===== DATASET EXCERPTS =====

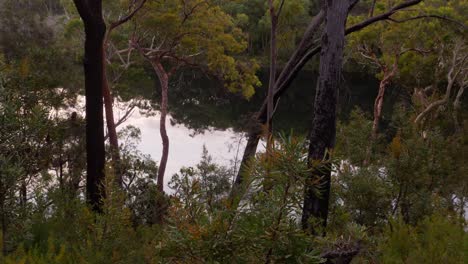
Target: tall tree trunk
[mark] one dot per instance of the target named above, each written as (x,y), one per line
(299,59)
(95,28)
(271,83)
(323,131)
(378,103)
(110,122)
(164,81)
(283,80)
(3,215)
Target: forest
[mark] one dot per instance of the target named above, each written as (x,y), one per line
(347,122)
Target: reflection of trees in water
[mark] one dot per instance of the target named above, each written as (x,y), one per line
(201,103)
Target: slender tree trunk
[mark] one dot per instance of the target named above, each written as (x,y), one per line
(299,59)
(457,107)
(271,83)
(95,28)
(378,103)
(164,81)
(284,80)
(323,131)
(110,122)
(3,215)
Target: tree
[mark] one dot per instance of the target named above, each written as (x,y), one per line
(307,49)
(323,132)
(134,7)
(197,34)
(95,29)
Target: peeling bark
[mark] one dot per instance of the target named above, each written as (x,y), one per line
(95,28)
(323,132)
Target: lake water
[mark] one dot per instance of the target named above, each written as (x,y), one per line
(203,113)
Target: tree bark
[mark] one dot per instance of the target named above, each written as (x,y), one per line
(323,131)
(110,122)
(283,81)
(300,57)
(95,28)
(164,81)
(378,103)
(108,99)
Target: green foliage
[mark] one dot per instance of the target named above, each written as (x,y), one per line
(436,239)
(201,225)
(199,33)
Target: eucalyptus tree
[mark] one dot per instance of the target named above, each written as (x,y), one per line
(95,29)
(307,49)
(173,35)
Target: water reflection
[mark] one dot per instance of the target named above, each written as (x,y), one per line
(204,113)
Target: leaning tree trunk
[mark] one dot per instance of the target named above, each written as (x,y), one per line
(284,80)
(111,127)
(378,103)
(164,81)
(95,28)
(299,59)
(323,131)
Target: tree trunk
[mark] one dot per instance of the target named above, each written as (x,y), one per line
(3,215)
(299,59)
(111,127)
(95,28)
(271,83)
(378,103)
(164,81)
(284,80)
(323,131)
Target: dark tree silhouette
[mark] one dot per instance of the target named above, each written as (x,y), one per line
(91,13)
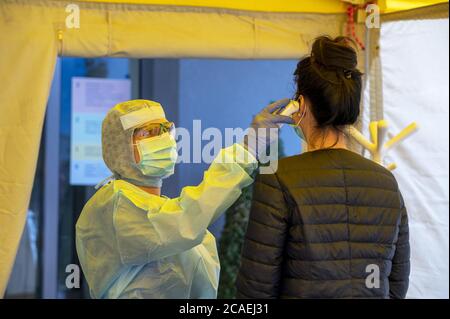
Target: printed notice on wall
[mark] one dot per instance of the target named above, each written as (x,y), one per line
(91,100)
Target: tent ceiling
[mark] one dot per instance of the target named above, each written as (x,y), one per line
(322,6)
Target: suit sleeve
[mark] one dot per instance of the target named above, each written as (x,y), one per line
(262,253)
(399,277)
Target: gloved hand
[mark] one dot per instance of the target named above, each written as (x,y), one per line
(264,128)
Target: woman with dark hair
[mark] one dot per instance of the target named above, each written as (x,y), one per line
(329,223)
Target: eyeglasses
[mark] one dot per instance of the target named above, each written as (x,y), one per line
(154,129)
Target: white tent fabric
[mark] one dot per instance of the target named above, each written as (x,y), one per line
(33,32)
(414,56)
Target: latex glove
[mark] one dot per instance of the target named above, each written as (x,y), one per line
(264,128)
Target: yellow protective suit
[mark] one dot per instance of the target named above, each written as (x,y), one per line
(132,244)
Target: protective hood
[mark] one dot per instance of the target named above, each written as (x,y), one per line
(117,139)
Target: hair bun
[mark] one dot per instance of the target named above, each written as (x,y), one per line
(335,53)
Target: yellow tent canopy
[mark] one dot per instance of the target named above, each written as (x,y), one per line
(293,6)
(33,33)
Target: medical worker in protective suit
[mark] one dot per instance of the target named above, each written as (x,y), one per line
(134,243)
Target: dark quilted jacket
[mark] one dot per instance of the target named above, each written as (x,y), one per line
(321,227)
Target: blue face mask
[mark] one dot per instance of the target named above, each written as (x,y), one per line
(158,155)
(298,130)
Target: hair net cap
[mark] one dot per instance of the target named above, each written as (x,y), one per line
(117,139)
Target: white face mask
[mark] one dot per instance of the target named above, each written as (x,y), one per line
(158,155)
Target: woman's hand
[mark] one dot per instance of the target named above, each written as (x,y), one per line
(263,130)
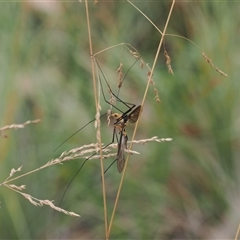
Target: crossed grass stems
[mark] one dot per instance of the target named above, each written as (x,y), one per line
(120,123)
(80,152)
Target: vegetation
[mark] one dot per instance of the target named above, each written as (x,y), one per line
(186,188)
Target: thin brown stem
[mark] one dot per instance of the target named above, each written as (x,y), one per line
(97,116)
(136,125)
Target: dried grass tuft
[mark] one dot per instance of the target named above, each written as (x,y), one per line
(16,126)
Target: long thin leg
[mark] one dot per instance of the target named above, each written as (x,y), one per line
(77,131)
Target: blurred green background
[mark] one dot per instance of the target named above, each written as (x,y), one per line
(188,188)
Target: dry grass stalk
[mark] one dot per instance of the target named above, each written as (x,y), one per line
(120,75)
(17,126)
(168,62)
(208,60)
(37,202)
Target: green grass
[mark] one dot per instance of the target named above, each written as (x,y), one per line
(183,189)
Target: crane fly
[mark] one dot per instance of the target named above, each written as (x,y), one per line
(120,124)
(121,121)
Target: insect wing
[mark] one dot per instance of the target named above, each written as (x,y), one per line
(133,116)
(121,149)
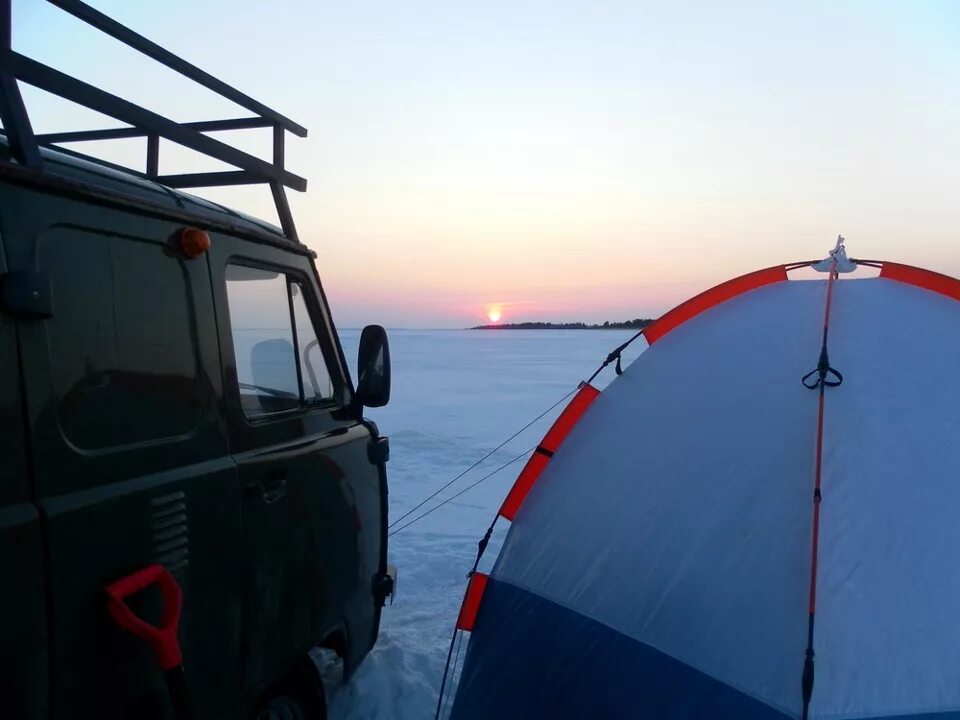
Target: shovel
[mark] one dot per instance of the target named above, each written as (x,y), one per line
(162,638)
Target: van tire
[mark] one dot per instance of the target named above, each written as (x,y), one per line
(298,696)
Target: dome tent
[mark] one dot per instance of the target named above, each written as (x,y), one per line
(662,560)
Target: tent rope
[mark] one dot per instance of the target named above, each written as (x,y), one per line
(823,371)
(461,492)
(614,355)
(479,462)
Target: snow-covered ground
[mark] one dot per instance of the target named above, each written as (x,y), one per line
(456,396)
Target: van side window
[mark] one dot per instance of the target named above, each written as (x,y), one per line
(277,369)
(313,368)
(123,342)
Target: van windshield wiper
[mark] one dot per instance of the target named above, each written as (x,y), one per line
(269,391)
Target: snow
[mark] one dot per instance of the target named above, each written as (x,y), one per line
(456,396)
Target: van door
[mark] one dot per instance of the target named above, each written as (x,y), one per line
(313,521)
(129,450)
(23,656)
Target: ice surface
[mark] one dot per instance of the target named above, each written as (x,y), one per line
(456,396)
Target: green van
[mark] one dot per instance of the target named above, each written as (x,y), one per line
(174,401)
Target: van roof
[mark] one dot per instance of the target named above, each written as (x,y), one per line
(40,158)
(85,174)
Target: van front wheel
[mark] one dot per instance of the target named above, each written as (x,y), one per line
(299,696)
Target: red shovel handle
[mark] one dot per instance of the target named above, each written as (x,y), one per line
(163,638)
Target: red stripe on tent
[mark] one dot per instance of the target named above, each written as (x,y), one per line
(927,279)
(471,601)
(541,456)
(712,297)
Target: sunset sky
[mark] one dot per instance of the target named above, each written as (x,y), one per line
(561,160)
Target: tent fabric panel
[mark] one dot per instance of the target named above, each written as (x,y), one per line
(678,510)
(532,658)
(711,298)
(888,635)
(927,279)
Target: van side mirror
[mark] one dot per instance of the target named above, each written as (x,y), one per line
(373,368)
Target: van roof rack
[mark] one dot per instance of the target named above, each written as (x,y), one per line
(25,144)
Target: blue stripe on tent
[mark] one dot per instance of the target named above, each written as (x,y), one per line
(531,658)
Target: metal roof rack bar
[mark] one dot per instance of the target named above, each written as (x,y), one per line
(25,144)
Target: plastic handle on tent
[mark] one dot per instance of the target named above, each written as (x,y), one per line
(163,638)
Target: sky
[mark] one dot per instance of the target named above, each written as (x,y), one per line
(557,160)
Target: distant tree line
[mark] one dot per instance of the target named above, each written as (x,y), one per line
(635,324)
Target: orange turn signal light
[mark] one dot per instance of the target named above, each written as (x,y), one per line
(194,242)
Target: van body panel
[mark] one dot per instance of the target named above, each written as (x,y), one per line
(312,512)
(23,630)
(128,445)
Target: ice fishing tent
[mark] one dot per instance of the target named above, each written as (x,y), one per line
(660,557)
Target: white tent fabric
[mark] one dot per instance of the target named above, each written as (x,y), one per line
(678,511)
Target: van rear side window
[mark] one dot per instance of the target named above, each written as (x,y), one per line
(277,369)
(123,345)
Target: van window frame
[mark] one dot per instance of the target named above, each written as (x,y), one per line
(328,350)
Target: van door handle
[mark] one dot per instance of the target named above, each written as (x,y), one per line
(273,488)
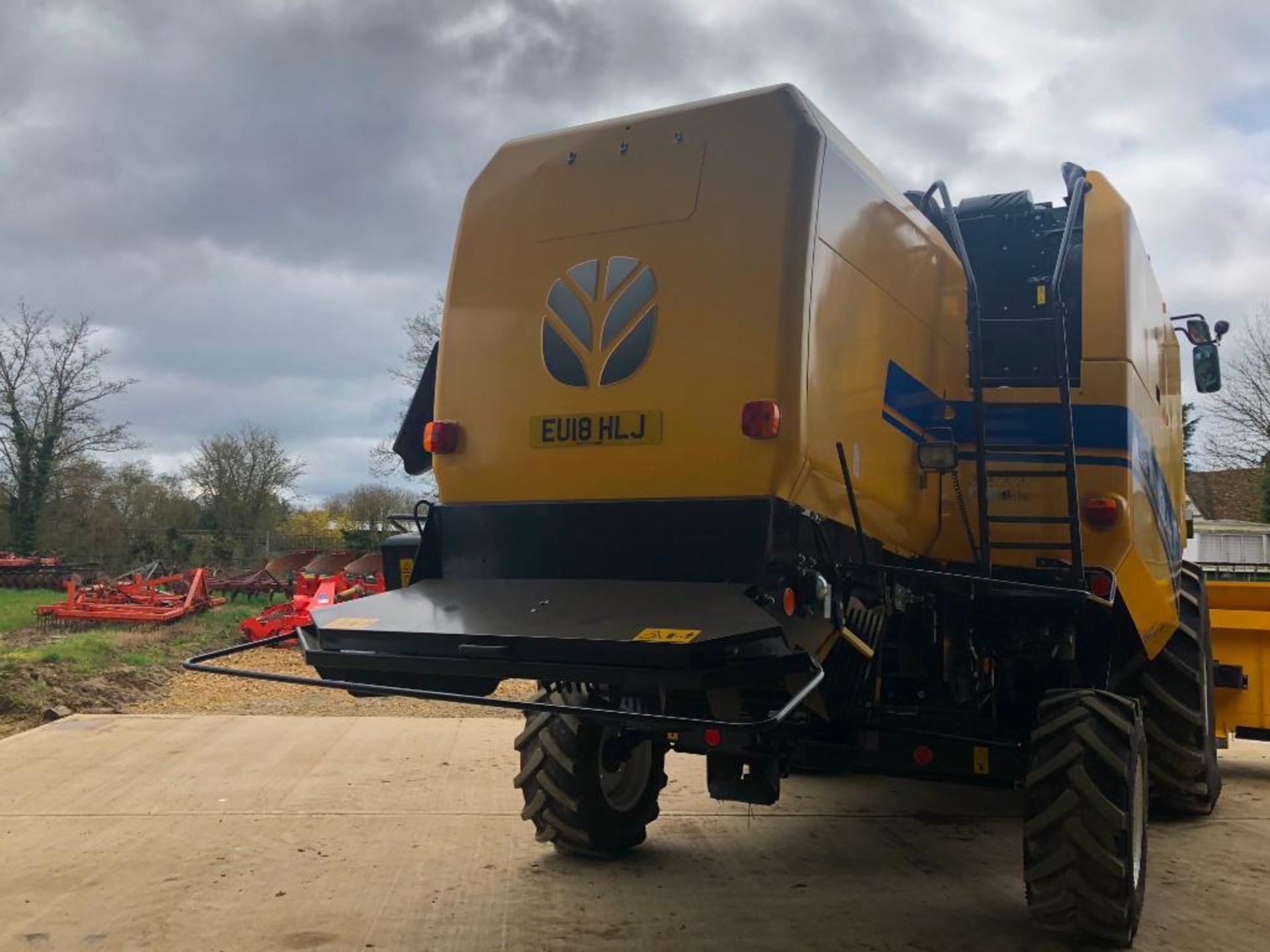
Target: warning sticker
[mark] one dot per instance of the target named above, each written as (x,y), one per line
(981,760)
(351,622)
(673,636)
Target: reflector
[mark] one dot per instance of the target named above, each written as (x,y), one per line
(441,437)
(761,419)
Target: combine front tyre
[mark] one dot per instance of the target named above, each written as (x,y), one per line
(1085,816)
(589,789)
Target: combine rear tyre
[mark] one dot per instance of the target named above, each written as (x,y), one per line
(589,789)
(1085,816)
(1176,692)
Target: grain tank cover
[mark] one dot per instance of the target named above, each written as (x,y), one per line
(621,291)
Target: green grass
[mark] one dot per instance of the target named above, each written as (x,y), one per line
(95,649)
(18,606)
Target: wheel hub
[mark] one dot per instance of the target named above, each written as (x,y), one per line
(625,770)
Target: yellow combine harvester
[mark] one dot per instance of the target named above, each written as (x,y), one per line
(746,454)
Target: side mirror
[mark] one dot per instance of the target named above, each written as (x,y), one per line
(1208,368)
(1198,332)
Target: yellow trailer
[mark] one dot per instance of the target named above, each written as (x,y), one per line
(1240,616)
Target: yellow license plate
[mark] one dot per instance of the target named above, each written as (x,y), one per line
(621,428)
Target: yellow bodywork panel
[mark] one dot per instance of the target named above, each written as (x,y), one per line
(659,272)
(1240,615)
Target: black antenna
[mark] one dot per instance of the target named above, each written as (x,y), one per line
(855,510)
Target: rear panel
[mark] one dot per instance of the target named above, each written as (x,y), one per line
(619,292)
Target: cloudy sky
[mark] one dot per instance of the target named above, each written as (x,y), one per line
(251,197)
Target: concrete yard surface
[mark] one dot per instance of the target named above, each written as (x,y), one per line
(392,833)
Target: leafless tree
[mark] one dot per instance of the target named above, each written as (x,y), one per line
(51,385)
(423,332)
(1238,414)
(370,504)
(243,479)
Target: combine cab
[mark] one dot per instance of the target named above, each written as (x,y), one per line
(746,454)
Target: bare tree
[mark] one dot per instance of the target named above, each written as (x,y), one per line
(243,479)
(423,332)
(370,504)
(51,385)
(1238,414)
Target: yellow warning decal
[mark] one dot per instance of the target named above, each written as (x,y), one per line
(351,622)
(981,760)
(673,636)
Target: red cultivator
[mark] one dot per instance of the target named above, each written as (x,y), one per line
(328,579)
(41,571)
(272,579)
(135,601)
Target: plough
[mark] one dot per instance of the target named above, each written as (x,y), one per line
(329,579)
(273,578)
(135,601)
(41,571)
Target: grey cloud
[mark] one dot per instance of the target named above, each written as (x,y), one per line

=====

§ WHAT THE EXERCISE ASKS
All that is needed is an exact copy of the lines from the top of the entries through the line containing "Target: slender tree trunk", pictures left out.

§ RESULT
Target: tall tree trunk
[mark] one dot per instance of the target named above, each written as (x,y), one per line
(299,59)
(95,28)
(271,83)
(323,131)
(378,103)
(110,122)
(164,81)
(283,80)
(3,215)
Target: forest
[mark] one dot per instance of the target named above, each written as (x,y), one per line
(347,122)
Target: reflection of trees in water
[mark] one dot per instance of the target named above, each written as (x,y), one per line
(201,103)
Target: slender tree trunk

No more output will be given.